> Exercise task
Reproduce verbatim the lines of the rows below that fall between the line containing "Pass-network tagging: label the white field" and the line containing "[(179, 135)]", inclusive. Leave the pictures out of your transcription.

- - - - -

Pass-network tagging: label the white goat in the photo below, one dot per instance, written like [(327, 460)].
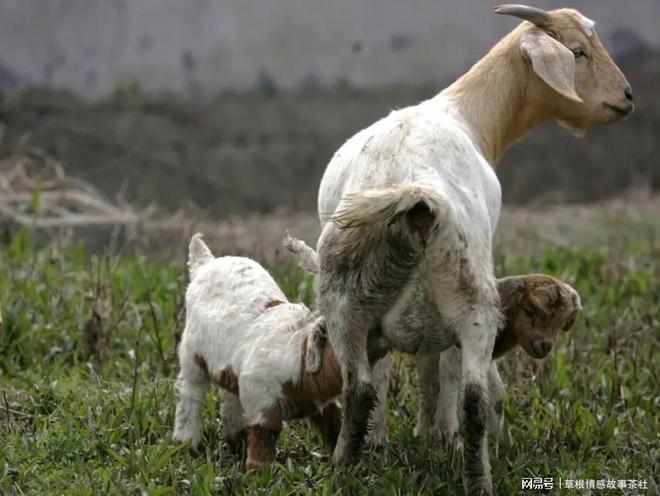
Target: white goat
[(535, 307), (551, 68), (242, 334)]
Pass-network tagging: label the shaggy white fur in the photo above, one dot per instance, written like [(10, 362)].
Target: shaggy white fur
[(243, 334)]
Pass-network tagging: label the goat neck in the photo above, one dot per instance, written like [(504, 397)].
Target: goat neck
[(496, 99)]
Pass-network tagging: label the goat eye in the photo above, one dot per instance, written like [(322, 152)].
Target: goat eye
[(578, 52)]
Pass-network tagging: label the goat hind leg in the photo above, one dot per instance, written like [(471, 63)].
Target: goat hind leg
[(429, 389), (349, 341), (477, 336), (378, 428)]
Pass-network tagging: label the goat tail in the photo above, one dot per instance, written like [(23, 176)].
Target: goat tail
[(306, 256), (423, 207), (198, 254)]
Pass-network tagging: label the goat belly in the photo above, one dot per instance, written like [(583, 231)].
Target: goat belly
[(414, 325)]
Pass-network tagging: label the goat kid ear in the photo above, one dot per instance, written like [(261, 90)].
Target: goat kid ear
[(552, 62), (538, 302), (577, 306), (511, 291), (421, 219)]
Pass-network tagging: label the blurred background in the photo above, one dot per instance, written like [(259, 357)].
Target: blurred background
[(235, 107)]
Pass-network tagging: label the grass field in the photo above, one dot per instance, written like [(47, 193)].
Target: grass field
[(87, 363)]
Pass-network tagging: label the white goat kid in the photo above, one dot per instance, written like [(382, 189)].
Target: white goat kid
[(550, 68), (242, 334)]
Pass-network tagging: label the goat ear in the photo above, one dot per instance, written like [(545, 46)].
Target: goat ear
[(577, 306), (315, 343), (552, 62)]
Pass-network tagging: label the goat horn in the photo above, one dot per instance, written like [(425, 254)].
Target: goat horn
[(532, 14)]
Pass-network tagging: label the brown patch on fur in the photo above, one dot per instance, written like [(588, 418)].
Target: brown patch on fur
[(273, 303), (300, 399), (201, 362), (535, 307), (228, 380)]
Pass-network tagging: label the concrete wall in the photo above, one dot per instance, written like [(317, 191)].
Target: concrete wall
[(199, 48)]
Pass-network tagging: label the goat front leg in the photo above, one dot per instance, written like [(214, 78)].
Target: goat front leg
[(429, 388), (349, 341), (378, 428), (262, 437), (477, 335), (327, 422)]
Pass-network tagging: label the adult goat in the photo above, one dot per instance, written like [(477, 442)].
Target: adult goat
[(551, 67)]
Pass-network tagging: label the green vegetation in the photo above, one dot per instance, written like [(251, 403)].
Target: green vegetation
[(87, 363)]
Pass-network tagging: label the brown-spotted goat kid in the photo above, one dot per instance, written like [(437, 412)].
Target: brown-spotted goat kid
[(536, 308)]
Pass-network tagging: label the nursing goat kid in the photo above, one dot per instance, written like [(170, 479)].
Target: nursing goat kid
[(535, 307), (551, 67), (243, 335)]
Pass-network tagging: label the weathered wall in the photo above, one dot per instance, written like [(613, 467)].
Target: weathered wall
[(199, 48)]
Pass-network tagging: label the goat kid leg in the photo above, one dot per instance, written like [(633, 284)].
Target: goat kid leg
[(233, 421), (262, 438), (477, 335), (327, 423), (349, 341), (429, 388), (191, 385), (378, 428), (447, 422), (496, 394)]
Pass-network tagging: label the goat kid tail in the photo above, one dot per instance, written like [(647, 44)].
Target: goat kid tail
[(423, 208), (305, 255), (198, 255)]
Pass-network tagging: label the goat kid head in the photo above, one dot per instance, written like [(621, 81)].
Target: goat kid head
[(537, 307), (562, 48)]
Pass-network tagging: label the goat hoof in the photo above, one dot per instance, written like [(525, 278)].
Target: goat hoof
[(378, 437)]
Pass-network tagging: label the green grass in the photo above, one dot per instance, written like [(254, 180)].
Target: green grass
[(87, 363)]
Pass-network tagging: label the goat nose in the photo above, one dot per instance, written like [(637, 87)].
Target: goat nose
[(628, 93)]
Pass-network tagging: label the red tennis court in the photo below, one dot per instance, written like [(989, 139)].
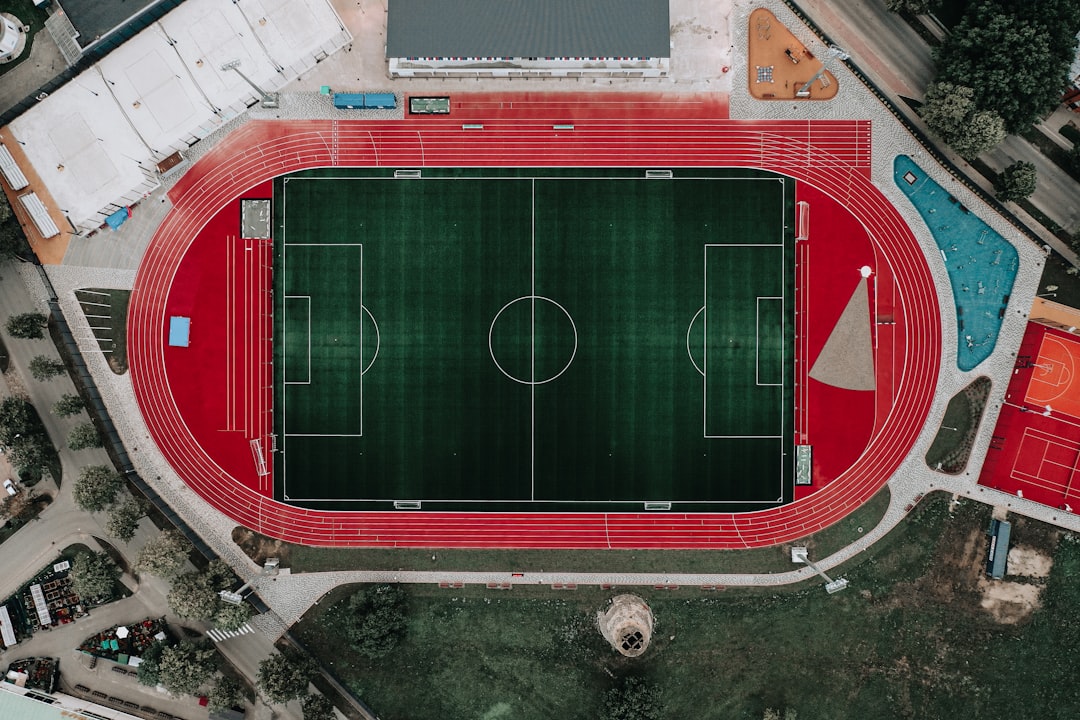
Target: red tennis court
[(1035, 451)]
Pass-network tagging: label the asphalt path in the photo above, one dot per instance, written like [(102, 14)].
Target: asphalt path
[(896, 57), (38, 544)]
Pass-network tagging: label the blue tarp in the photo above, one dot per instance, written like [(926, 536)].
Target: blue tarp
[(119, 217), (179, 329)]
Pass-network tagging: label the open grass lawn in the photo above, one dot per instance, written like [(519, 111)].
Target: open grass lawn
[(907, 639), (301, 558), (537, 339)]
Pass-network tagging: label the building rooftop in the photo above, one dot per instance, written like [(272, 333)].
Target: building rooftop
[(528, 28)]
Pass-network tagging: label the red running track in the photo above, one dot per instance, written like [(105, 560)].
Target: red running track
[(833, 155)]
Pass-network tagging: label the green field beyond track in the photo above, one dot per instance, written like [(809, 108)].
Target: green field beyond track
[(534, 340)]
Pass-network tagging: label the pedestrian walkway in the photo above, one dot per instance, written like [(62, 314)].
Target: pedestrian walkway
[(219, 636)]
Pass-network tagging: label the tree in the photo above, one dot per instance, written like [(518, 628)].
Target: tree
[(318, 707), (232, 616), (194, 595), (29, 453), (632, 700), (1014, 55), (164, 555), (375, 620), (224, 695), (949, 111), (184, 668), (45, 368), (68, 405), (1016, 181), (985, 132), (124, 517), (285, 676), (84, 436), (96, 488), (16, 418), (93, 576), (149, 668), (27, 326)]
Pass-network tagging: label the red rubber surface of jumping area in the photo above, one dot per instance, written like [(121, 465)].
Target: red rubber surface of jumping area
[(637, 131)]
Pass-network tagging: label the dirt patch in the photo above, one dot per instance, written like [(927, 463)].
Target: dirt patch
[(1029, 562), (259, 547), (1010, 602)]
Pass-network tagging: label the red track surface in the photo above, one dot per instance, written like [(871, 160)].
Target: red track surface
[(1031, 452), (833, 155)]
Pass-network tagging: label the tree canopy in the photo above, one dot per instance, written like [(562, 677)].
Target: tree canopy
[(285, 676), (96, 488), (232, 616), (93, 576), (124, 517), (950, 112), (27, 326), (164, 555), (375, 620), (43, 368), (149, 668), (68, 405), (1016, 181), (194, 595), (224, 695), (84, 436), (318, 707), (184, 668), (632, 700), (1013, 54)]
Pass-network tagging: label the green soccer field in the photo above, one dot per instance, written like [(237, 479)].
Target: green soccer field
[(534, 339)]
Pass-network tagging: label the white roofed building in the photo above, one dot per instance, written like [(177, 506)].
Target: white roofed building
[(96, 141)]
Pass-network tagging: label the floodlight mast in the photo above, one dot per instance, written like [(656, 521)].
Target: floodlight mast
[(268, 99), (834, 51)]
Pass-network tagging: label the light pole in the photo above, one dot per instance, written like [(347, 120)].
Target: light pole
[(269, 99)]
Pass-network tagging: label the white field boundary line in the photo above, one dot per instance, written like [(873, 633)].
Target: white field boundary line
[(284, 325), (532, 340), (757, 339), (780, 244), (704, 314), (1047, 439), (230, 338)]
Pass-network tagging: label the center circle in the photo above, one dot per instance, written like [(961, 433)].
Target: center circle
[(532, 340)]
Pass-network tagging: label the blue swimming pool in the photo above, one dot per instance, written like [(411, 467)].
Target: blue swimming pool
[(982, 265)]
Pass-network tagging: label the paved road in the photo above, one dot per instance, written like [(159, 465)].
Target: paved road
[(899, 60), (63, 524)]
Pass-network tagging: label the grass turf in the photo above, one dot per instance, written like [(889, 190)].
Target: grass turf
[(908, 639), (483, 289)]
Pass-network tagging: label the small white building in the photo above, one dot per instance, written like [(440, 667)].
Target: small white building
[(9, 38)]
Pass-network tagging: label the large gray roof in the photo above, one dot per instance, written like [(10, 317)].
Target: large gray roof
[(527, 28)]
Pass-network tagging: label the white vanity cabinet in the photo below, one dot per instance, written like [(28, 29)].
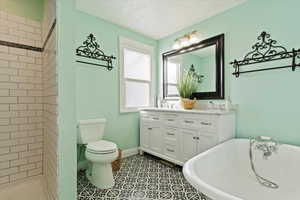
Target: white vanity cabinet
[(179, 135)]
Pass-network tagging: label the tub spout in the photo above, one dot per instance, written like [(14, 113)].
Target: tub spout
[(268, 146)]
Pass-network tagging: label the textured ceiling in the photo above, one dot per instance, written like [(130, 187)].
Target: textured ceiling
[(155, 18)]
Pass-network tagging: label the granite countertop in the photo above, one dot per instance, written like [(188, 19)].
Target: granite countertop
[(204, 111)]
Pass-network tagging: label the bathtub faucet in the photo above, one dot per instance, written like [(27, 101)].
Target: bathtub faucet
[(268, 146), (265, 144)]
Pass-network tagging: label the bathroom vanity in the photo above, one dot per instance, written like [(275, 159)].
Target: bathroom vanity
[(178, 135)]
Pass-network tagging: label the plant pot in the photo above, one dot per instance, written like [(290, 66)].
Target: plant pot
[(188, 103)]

- - - - -

> Completed exercise
Pass-network tagging: label the white field boundary line in the photo above, one dot per instance, written like [(873, 633)].
Target: white field boundary line
[(284, 325), (532, 340), (757, 339), (780, 244), (704, 314), (1047, 439), (230, 338)]
Pass-network tagging: label the center circle in the photo above, one dot per instance, written like [(961, 433)].
Target: center circle
[(532, 340)]
Pass-network tagging: label the blue swimming pool in the photo above, one dot per instance, written like [(411, 467)].
Target: blue swimming pool
[(982, 265)]
Pass-network tagging: label the paved road in the photo above, one dot per instance, written like [(159, 465)].
Target: paved road
[(899, 60), (63, 524)]
Pass-network tagging: label the grass turf in the photo above, one dot per instance, written like [(889, 190)].
Target: grass turf
[(908, 639), (483, 289)]
Pass-network tagging: label the small white building in the photo above, one dot per instance, written like [(440, 667)].
Target: small white building
[(9, 38)]
Pass-network tagging: label the large gray roof in the photo above, one dot per instance, written like [(10, 317)].
Target: large gray roof
[(527, 28)]
Pass-network tagging: label the white vanity cabinet in the photo below, one dot per instance, written like [(28, 29)].
Target: white vanity cabinet
[(179, 135)]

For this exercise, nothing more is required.